» **What needs to be done**:
Please set down, word for word, the part of the entries below that begins with the line containing "Find the beige" and continues through the last line of the entries.

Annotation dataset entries
'''

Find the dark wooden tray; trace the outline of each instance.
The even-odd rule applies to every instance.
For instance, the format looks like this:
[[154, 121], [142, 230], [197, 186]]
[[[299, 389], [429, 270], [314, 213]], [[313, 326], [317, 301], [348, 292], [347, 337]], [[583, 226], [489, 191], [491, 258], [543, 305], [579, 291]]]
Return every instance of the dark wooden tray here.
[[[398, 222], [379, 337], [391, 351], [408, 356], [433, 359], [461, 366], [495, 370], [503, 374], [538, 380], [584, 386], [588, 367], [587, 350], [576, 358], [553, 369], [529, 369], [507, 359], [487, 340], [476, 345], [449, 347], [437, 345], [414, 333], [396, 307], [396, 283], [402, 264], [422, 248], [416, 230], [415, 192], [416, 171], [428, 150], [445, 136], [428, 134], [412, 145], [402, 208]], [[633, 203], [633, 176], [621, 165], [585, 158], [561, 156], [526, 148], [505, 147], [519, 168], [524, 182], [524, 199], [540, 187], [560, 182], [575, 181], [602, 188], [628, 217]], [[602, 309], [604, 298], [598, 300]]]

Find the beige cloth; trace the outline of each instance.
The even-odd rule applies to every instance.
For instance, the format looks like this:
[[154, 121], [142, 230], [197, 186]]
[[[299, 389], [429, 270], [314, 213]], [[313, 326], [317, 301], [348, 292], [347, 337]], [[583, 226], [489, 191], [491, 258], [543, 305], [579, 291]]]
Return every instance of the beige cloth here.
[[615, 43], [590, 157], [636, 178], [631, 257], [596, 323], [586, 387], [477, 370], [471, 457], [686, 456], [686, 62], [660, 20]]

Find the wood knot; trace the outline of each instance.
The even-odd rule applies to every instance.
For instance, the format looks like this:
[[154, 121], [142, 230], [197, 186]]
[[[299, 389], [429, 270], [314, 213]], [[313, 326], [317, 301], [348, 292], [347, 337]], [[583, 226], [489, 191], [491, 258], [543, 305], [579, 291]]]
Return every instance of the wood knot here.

'''

» **Solution to the exercise**:
Find the beige cloth; trace the outline of each instance.
The even-odd rule applies to every instance.
For instance, the format looks like this:
[[154, 121], [142, 230], [197, 186]]
[[[299, 389], [429, 270], [314, 213]], [[313, 326], [317, 301], [348, 292], [347, 337]], [[583, 226], [489, 191], [491, 258], [543, 305], [579, 291]]]
Return every instance of the beige cloth here.
[[615, 43], [590, 157], [636, 178], [631, 257], [596, 323], [586, 387], [477, 370], [471, 457], [686, 456], [686, 62], [660, 20]]

Find the wood knot; trace the outline of each instance.
The even-odd rule applies to every instance.
For instance, the format looks like this:
[[154, 121], [142, 230], [197, 186]]
[[[299, 389], [429, 270], [314, 213]], [[313, 326], [317, 301], [348, 292], [347, 337]], [[583, 226], [489, 191], [491, 258], [543, 305], [579, 291]]]
Return every instance of the wood knot here.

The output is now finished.